··· MATERIAL PROPORCIONADO ···

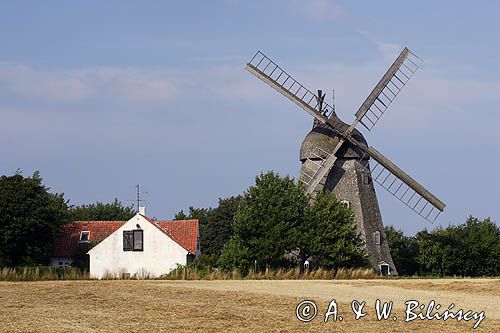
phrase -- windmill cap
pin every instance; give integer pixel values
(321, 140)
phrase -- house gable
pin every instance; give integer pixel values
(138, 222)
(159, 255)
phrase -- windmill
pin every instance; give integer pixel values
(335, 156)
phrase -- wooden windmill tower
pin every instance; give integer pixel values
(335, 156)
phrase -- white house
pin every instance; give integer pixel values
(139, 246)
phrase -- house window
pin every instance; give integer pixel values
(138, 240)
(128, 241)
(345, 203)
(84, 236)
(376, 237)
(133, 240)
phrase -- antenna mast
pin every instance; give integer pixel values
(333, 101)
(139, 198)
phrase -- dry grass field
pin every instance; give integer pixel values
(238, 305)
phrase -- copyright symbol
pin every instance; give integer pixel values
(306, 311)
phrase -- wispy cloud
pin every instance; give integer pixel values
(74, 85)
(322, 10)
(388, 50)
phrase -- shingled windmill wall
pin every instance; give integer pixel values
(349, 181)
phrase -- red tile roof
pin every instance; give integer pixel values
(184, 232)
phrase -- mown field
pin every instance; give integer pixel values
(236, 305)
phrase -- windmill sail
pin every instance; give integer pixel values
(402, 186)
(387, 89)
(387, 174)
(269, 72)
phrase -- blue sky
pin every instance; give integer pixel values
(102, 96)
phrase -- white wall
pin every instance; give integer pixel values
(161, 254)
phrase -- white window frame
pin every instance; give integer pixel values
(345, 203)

···

Reescribe como tabla Markdown las líneas de los datos, comenzando en la que contiene "phrase -- copyright symbol" y terminando al final de los datos. Usa las columnas Núm, con el número de fila, y Línea, con el texto de la línea, y omite las líneas en blanco.

RESPUESTA:
| Núm | Línea |
|---|---|
| 1 | phrase -- copyright symbol |
| 2 | pin every instance; give integer pixel values |
| 3 | (306, 311) |
| 4 | phrase -- wispy cloud |
| 5 | pin every instance; give integer pixel values |
| 6 | (74, 85) |
| 7 | (322, 10) |
| 8 | (388, 50) |
| 9 | phrase -- shingled windmill wall |
| 10 | pin every instance; give integer pixel values |
| 11 | (349, 181) |
| 12 | phrase -- red tile roof |
| 13 | pin every instance; give integer pixel values |
| 14 | (184, 232) |
| 15 | phrase -- mown field |
| 16 | pin every instance; give integer pixel values |
| 17 | (236, 305) |
| 18 | phrase -- windmill sail |
| 19 | pin every instance; give integer pixel values |
| 20 | (402, 186) |
| 21 | (387, 89) |
| 22 | (387, 174) |
| 23 | (269, 72) |
| 24 | phrase -- blue sky |
| 25 | pin every instance; give integer pixel values |
| 26 | (102, 96) |
| 27 | phrase -- white wall |
| 28 | pin every instance; give integer pixel values |
| 29 | (161, 254) |
| 30 | phrase -- white window frame |
| 31 | pin every instance; give integer pixel values |
| 32 | (345, 203) |